━━ Text ━━

The Attempt at a Solution
Here's my try:
First of all, since N is open, it can be written as a union of basis elements in X x Y, i.e. let N = [itex]\cup U_{i} \times V_{i}[/itex].
Then we cover A x B with basis elements contained in N, so that [itex]A \times B \subseteq \cup U_{i}' \times V_{i}'[/itex]. Since A and B are compact, so is A x B, and for this cover, we have a finite subcover, so that [itex]A \times B \subseteq \cup_{i=1}^n U_{i}' \times V_{i}'[/itex].
Now we have the following relation:
[itex]A \times B \subseteq \cup_{i=1}^n U_{i}' \times V_{i}' \subseteq \cup U_{i} \times V_{i} = N[/itex].

━━━
━━ Information supplied ━━

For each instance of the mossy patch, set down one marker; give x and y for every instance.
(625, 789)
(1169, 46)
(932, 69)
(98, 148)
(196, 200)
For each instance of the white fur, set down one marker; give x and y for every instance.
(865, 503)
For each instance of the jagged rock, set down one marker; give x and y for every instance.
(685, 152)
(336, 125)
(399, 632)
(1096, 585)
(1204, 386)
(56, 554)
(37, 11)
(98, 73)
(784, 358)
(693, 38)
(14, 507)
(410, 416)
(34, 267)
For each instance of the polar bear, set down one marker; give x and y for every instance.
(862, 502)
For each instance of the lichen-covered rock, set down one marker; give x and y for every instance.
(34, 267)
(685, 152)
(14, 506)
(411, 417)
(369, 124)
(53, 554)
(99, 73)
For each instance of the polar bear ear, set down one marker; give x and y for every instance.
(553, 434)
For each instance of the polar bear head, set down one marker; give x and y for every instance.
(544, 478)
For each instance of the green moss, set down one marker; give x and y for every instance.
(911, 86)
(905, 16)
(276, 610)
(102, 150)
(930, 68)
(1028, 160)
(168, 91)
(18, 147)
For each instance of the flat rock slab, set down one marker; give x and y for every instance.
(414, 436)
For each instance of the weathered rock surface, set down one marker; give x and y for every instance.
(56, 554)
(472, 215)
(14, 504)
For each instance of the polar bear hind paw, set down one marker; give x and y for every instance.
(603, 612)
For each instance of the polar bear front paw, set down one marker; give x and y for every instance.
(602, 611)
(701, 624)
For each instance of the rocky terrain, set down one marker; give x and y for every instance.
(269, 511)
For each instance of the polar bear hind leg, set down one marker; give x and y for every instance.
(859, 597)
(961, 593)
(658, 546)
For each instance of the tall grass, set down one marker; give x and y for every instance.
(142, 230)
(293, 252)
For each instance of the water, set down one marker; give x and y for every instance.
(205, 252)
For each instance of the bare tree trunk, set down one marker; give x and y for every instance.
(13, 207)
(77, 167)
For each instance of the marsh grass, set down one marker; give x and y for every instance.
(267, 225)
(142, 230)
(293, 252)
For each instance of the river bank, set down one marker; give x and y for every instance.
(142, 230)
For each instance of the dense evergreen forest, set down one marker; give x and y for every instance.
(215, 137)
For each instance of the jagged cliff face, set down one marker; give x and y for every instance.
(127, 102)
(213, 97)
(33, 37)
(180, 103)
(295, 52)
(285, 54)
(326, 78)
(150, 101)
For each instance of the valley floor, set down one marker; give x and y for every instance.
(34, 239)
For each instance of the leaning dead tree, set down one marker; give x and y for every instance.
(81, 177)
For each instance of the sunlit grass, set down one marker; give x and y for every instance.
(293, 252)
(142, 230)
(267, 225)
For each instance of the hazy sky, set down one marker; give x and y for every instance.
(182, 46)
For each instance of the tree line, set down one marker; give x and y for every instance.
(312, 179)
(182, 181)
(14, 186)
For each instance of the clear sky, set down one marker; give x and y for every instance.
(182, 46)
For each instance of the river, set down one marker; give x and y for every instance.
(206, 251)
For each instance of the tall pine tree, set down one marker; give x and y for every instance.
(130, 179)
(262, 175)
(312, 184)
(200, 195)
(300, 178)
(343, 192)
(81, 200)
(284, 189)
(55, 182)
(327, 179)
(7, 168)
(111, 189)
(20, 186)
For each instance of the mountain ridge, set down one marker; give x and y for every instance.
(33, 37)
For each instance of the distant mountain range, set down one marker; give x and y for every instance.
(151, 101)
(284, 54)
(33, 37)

━━━

What is needed:
According to the proof attempt, what can N be written as because it is open?

Full answer:
A union of basis elements in X x Y.